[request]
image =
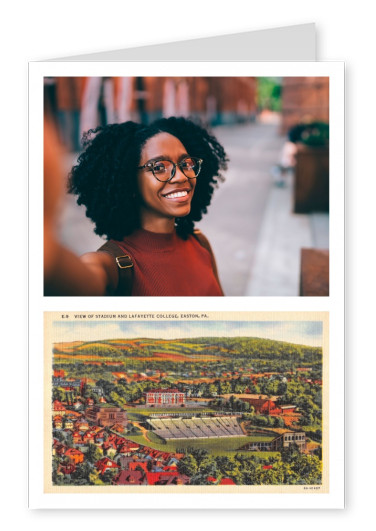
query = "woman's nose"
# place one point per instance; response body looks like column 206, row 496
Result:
column 178, row 176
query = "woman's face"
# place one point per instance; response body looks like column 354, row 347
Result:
column 162, row 202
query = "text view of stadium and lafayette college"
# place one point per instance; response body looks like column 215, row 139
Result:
column 160, row 402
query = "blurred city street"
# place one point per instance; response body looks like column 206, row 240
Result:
column 254, row 234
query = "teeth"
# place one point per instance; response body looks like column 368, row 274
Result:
column 177, row 194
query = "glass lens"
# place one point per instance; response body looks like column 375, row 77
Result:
column 190, row 166
column 162, row 169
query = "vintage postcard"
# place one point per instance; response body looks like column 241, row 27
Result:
column 186, row 402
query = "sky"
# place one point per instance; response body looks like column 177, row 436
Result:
column 300, row 332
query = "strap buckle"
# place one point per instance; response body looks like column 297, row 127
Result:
column 128, row 259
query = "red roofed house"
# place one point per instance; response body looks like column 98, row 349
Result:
column 75, row 455
column 227, row 481
column 106, row 415
column 58, row 408
column 105, row 464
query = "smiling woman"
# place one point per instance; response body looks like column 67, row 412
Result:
column 144, row 187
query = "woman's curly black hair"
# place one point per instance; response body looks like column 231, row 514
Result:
column 105, row 176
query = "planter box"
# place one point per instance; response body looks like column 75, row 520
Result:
column 314, row 273
column 311, row 185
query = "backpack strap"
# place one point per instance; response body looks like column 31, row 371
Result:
column 204, row 242
column 124, row 266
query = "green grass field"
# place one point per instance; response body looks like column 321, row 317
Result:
column 141, row 414
column 216, row 446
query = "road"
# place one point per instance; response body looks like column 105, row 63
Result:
column 235, row 216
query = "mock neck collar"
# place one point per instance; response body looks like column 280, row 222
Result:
column 153, row 241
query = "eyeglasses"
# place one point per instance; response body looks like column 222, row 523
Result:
column 165, row 170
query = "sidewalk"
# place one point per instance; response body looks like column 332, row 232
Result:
column 276, row 267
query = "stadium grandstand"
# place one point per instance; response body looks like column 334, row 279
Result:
column 196, row 427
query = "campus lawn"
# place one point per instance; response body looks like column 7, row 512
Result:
column 141, row 414
column 216, row 446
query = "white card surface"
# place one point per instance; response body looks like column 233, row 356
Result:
column 262, row 54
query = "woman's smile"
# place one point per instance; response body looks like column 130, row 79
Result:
column 163, row 201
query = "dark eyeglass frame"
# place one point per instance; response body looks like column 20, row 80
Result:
column 150, row 166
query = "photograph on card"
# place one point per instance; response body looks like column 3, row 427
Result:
column 222, row 402
column 186, row 186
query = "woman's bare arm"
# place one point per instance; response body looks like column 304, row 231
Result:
column 64, row 272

- TASK TO COMPLETE:
Copy all the data above word for word, but leave out the picture.

- RESULT FOR THIS EXERCISE:
[request]
image =
query = "woman's nose"
# place one point per instance; response body looks like column 206, row 496
Result:
column 178, row 176
query = "woman's face"
# place one point per instance; response body looks like column 354, row 347
Result:
column 162, row 202
query = "text view of stadium and lafayette college"
# place one point per instance; response body looks like column 215, row 139
Result:
column 160, row 402
query = "blurred city street"
# place one point per instance; response body looks like column 206, row 240
Result:
column 254, row 234
query = "teeth"
# place one point per instance; response body looks like column 368, row 274
Result:
column 177, row 194
query = "glass lens"
# place one point per instance; response body looks like column 375, row 77
Result:
column 190, row 166
column 162, row 169
query = "vintage postcard"
# place one point per instance; response body looks like column 241, row 27
Result:
column 186, row 402
query = "sky"
# place one point per instance; response body looks like column 177, row 436
Result:
column 300, row 332
query = "strap buckle"
# place one point per instance; response body looks like column 297, row 127
Result:
column 128, row 259
query = "red roofed house"
# place one point per instance; response body looks like column 98, row 349
Result:
column 75, row 455
column 227, row 481
column 106, row 415
column 58, row 408
column 105, row 464
query = "smiling woman"
# place one point per instance; response body looks like column 67, row 412
Result:
column 144, row 187
query = "woman's curly black hair"
# place one point per instance; response body looks like column 231, row 514
Result:
column 105, row 176
query = "planter box"
# place one point per instance; response body looks like column 75, row 520
Result:
column 314, row 273
column 311, row 185
query = "backpack strap"
# place one point per instance; response body looks like column 31, row 371
Result:
column 204, row 242
column 124, row 266
query = "green grass field"
# place one point per instance; response body looks like column 321, row 317
Result:
column 141, row 414
column 216, row 446
query = "road"
# place one point per instance; response body looks like column 105, row 63
Result:
column 235, row 216
query = "mock neck collar"
# place one point per instance; response body looks like column 280, row 222
Result:
column 153, row 241
query = "eyeglasses"
# place one point per instance; response body looks like column 222, row 523
Result:
column 165, row 170
query = "sidewalk"
# place one point per instance; response body looks like column 332, row 232
Result:
column 276, row 267
query = "stadium grandstand"
# place one point per instance; response body looks like column 334, row 279
Result:
column 196, row 427
query = "campus lawn"
# place one point per instance; response body looks like column 7, row 512
Result:
column 141, row 414
column 216, row 446
query = "white card surface"
# place one point per instance; response body looks like column 233, row 356
Result:
column 262, row 54
query = "woman's smile"
# place one point per instance; response body looks like column 130, row 79
Result:
column 163, row 201
query = "dark eyeglass frame"
# place one point per instance; response body looks like column 20, row 80
Result:
column 150, row 166
query = "photograph on card"
# place one point per instance; response body looks like column 3, row 427
Result:
column 222, row 402
column 186, row 186
query = "woman's bare arm"
# place one point per instance; response body looks like column 304, row 231
Result:
column 64, row 272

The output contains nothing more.